▸ **Selected passage**:
+ + + + + + +

Beware the news about the Republic of Cuba having passed new laws regarding money laundering, terror financing, arms proliferation, and other forms of illicit finance, purportedly to allow the freezing of assets of terrorist organizations. This new legislation was enacted purely to pacify the FATF, and not to actually empower the state to seize terrorist funding.
Cuban-American history aside, there's a reason that Cuba has long been a State Sponsor of Terrorism, under US law. It nurtures and facilitates the development of most of the world's specially-designated global terrorist groups, notably the FARC, the ELN, ETA, and the Lebanese and Palestinian terrorist organizations. In truth and in fact, Cuba is not only a safe haven for these terrorists, it is a central meeting place for their interaction with one another. Cuba and Venezuela have hosted several major meetings of the world's terrorist organizations, the sole purpose of which was to network, and coordinate their illicit fundraising activities, especially narcotics trafficking.
And if that's not reason enough to discount any anti-money laundering legislation, note well that a large portion of the criminal proceeds of the billion-dollar Medicare fraud is now sitting in Cuba's government-controlled banks, out of reach of American law enforcement agencies, through cooperation between the Cuban Government and the organized fraudsters engaged in that activity in Florida. They have moved their illicit profits into Cuba, generally through foreign banks in the Caribbean and Canada. Up to 150 Cuban fraudsters are believed to have fled to Cuba, to avoid criminal prosecution in the United States; some are indeed Cuban-Americans, but other are Cubans imported into Florida especially for the purposes of acting as front men, and then escaping to Havana.
Therefore, any EU or Asian bankers who now feel better about sending client funds into Cuba, for investment purposes, believing that the FATF will soon remove Cuba from its "grey list," think again.

+ + + + + + +

▸ **Dataset entries**:
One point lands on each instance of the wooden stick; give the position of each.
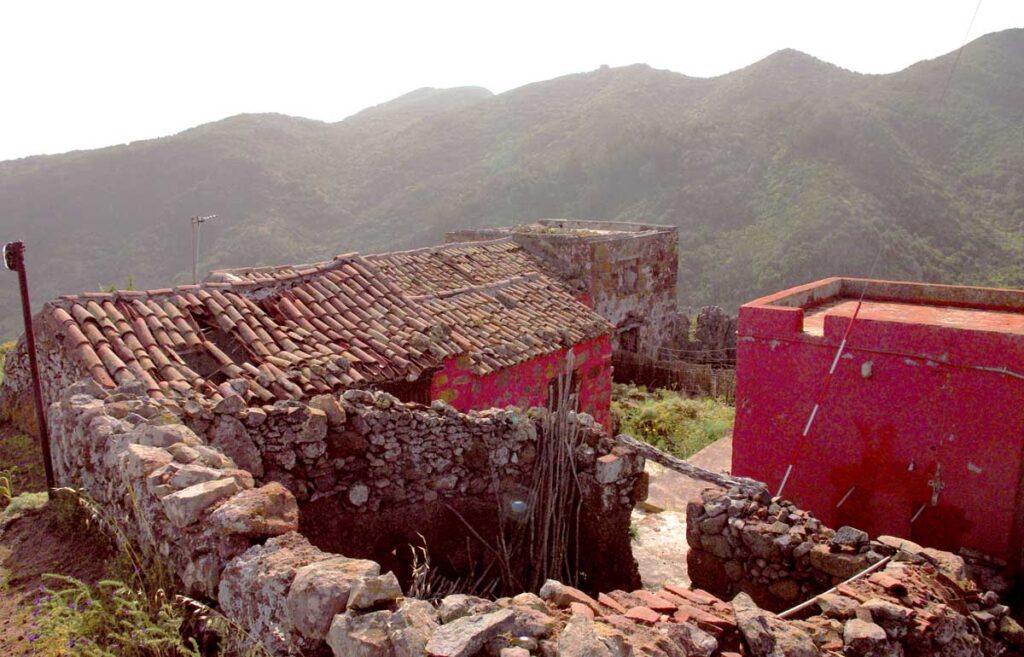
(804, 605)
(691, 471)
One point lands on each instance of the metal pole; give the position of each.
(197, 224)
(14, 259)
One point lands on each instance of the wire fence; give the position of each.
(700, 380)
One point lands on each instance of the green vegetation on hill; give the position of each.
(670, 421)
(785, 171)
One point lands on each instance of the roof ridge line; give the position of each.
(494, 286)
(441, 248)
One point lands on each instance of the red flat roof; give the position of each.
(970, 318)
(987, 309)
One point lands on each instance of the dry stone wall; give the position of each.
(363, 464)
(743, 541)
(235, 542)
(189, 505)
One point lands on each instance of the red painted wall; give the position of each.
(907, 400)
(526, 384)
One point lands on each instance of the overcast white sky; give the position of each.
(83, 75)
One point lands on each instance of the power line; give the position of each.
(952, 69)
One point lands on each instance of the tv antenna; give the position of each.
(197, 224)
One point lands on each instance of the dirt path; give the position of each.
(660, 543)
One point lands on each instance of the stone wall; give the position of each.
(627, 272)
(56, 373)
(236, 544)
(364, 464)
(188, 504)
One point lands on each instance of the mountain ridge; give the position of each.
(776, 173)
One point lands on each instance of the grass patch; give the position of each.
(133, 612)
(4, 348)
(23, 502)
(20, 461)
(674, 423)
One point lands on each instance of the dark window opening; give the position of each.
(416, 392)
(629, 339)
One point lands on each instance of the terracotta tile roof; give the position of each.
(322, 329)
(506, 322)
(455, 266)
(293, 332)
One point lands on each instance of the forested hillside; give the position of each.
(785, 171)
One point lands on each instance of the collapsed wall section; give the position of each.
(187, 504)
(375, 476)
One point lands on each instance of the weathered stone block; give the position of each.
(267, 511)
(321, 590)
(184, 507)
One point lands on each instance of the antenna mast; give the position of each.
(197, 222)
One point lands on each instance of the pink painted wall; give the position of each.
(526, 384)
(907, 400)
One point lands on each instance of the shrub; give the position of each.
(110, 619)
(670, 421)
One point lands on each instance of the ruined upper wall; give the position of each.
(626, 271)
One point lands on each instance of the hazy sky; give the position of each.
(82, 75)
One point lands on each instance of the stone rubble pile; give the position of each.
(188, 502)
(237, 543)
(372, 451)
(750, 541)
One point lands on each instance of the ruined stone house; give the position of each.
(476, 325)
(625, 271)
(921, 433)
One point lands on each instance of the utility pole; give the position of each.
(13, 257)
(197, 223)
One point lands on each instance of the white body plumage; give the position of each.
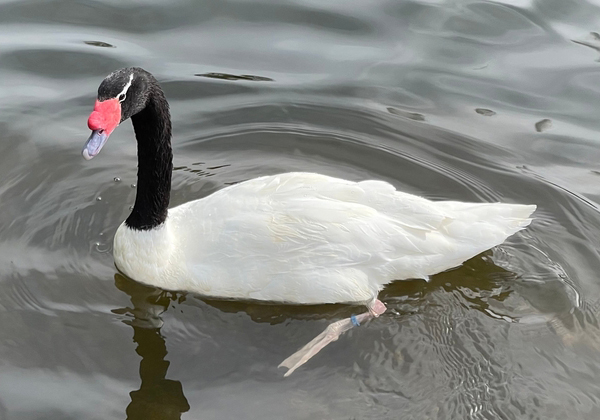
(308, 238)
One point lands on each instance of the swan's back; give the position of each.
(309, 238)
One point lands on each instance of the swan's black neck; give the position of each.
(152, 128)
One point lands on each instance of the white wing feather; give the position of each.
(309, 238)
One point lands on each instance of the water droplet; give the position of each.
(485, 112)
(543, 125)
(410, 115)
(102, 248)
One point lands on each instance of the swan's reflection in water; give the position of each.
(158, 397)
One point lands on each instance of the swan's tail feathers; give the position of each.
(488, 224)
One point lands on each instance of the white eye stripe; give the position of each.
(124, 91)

+ + + + + + +

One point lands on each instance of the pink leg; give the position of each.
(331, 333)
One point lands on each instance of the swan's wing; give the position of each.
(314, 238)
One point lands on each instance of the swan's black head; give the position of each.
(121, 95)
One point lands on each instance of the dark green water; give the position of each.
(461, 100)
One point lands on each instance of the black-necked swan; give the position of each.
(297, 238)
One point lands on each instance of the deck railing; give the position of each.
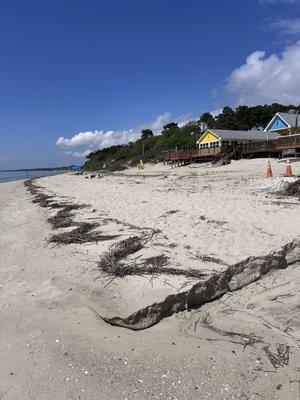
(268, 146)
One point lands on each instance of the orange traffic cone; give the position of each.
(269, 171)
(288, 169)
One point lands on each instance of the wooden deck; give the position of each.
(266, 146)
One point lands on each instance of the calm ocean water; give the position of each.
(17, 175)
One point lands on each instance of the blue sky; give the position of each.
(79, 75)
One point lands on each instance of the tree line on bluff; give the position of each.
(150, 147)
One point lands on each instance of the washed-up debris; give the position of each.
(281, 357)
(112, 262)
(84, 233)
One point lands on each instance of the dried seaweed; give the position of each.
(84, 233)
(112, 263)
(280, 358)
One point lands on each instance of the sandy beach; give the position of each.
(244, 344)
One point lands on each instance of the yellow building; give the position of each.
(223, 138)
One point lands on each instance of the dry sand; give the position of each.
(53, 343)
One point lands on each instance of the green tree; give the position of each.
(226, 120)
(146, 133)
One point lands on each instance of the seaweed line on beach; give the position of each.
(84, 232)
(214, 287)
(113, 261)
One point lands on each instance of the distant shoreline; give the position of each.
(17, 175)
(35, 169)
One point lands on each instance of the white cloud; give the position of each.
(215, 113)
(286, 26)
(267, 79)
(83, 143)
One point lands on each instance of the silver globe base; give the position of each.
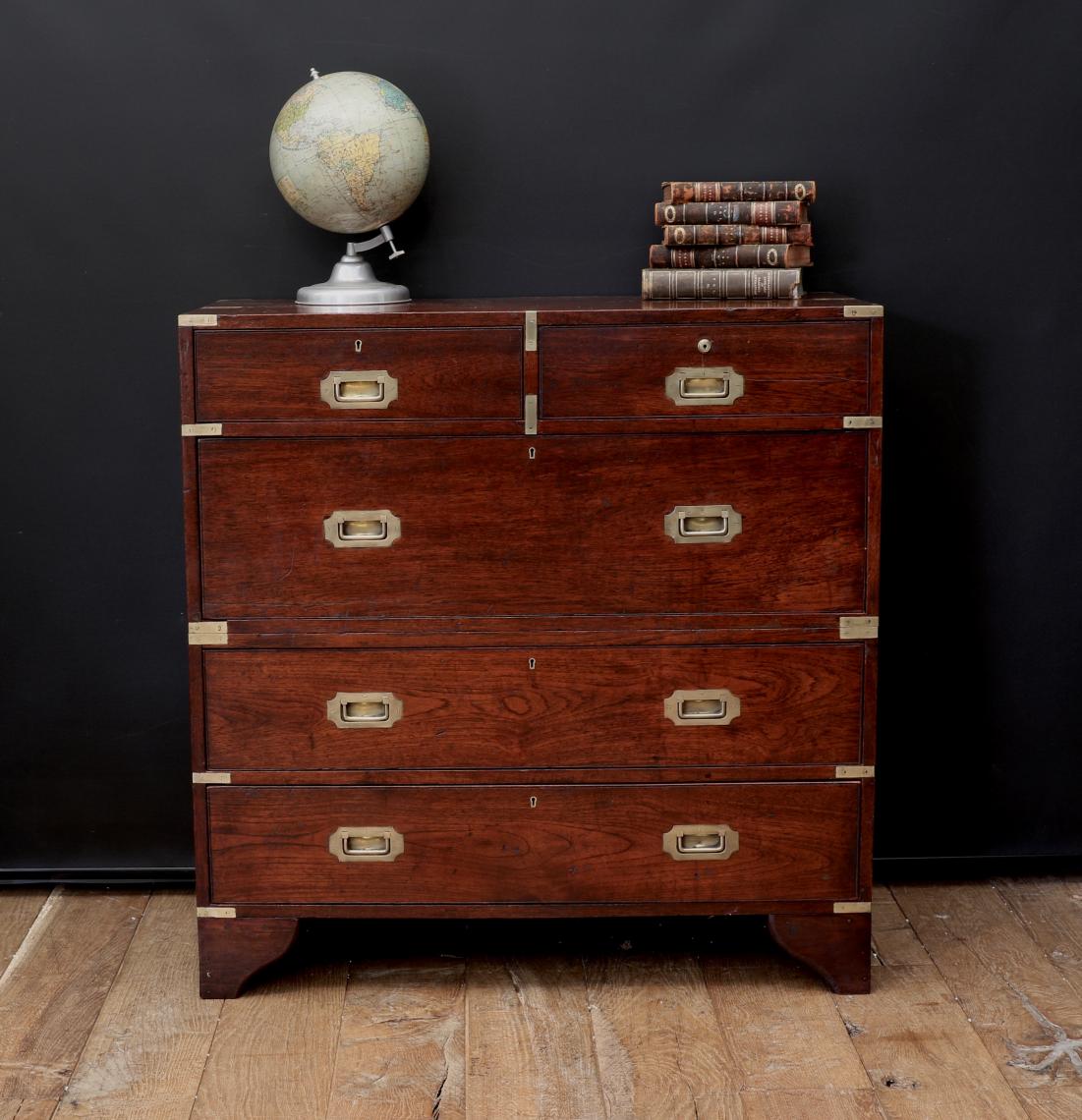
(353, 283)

+ + + + + + +

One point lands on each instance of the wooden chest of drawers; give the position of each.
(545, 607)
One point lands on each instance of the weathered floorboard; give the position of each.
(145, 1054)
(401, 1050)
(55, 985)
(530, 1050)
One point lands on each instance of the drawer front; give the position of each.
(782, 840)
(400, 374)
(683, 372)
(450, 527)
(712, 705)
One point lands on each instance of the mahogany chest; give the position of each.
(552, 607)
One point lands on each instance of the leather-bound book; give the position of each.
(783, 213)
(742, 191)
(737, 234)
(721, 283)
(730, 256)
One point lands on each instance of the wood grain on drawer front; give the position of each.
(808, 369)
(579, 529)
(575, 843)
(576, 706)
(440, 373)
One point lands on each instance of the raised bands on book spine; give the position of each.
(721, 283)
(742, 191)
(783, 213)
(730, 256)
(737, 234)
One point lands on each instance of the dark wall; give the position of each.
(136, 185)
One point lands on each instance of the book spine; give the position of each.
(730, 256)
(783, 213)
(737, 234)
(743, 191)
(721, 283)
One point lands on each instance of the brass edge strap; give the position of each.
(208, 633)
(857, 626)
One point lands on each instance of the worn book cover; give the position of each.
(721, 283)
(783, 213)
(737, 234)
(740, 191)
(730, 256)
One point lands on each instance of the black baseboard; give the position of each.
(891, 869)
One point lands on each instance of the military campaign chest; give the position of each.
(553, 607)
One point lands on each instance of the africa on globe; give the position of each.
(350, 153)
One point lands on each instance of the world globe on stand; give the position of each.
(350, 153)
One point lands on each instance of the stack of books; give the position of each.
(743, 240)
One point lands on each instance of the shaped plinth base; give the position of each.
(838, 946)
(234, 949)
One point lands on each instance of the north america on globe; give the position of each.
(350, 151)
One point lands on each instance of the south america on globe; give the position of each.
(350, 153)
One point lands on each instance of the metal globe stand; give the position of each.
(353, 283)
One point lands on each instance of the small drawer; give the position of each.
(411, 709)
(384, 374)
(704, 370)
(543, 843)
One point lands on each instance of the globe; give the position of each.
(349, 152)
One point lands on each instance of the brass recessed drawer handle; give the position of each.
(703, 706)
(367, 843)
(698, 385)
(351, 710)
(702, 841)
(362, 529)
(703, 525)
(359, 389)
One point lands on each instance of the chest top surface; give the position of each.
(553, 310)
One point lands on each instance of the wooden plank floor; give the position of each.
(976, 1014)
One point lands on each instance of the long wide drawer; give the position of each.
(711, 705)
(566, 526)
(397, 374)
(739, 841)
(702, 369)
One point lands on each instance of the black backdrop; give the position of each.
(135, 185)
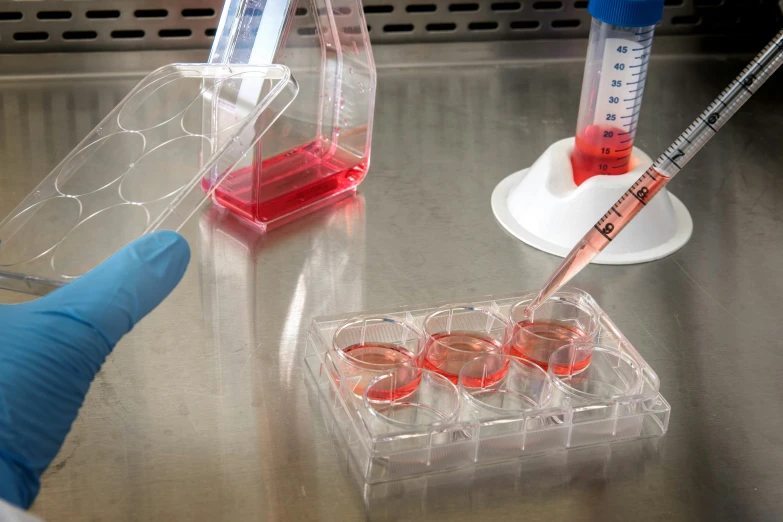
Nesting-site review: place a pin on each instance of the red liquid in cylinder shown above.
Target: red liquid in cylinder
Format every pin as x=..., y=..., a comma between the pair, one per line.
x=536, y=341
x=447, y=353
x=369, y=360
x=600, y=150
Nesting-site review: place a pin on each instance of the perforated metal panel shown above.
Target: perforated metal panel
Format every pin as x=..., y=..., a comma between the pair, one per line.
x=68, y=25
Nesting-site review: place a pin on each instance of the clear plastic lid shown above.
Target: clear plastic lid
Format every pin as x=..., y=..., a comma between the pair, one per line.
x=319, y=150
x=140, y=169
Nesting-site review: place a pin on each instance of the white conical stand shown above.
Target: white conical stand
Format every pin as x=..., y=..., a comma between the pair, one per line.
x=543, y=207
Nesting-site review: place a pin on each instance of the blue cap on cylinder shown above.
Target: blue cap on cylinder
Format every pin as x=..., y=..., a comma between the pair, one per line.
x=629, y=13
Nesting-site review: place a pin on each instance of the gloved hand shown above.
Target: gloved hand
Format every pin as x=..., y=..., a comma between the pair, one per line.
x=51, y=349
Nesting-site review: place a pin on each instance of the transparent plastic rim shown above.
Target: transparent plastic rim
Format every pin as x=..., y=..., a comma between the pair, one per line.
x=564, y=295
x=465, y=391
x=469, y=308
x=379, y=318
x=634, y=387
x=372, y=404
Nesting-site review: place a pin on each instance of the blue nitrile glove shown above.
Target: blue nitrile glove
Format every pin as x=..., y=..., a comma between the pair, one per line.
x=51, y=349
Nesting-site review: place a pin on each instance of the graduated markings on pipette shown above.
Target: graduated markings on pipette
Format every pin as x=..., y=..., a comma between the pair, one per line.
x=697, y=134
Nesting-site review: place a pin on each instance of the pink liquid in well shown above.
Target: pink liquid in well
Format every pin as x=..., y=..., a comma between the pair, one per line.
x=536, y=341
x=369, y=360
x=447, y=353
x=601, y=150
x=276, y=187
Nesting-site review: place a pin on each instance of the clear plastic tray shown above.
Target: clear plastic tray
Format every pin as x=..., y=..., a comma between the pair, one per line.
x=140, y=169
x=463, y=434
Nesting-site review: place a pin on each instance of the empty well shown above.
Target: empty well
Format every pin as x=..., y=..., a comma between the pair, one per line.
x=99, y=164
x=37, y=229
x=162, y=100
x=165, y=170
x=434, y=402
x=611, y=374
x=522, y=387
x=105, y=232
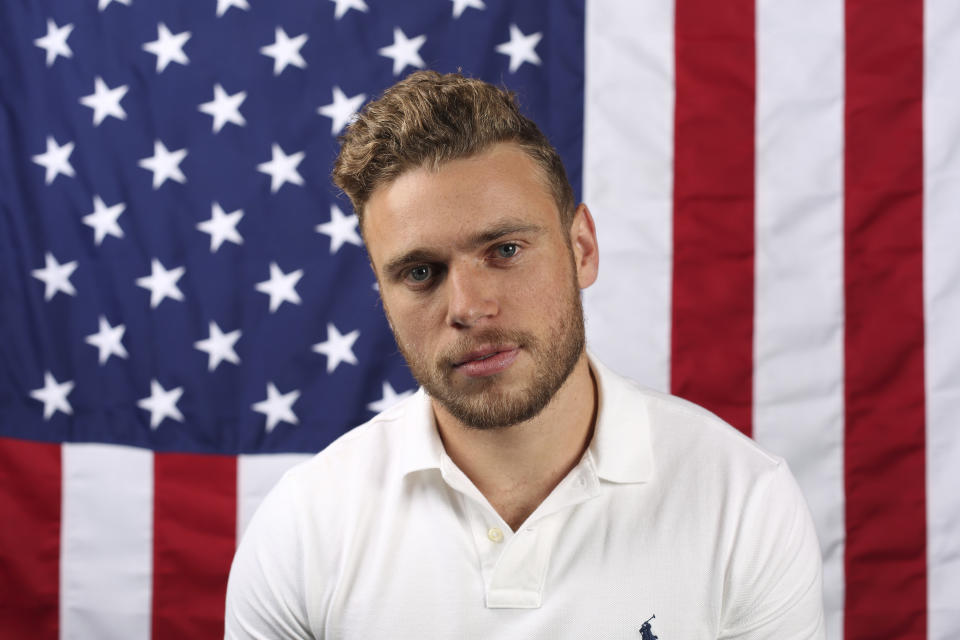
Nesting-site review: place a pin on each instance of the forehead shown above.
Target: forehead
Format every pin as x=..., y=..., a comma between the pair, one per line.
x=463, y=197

+ + + + + + +

▸ **Directions**:
1 – In the piece on Cuba's money-laundering laws, how many Cuban fraudsters are believed to have fled to Cuba?
2 – Reproduce the piece on Cuba's money-laundering laws, everything from "Cuban-American history aside, there's" down to "especially narcotics trafficking.".
3 – Decide whether each statement agrees with the piece on Cuba's money-laundering laws, and support each answer with the deciding words quoted from it.
(a) Cuba and Venezuela have hosted meetings of terrorist organizations.
(b) The Medicare fraudsters moved their profits into Cuba mainly through European banks.
(c) The new Cuban legislation was passed to pacify the FATF.
The records were taken from a different source than the text.

▸ **Activity answers**:
1 – Up to 150

2 –
Cuban-American history aside, there's a reason that Cuba has long been a State Sponsor of Terrorism, under US law. It nurtures and facilitates the development of most of the world's specially-designated global terrorist groups, notably the FARC, the ELN, ETA, and the Lebanese and Palestinian terrorist organizations. In truth and in fact, Cuba is not only a safe haven for these terrorists, it is a central meeting place for their interaction with one another. Cuba and Venezuela have hosted several major meetings of the world's terrorist organizations, the sole purpose of which was to network, and coordinate their illicit fundraising activities, especially narcotics trafficking.

3 –
(a) Yes: "Cuba and Venezuela have hosted several major meetings of the world's terrorist organizations"
(b) No: "generally through foreign banks in the Caribbean and Canada"
(c) Yes: "This new legislation was enacted purely to pacify the FATF"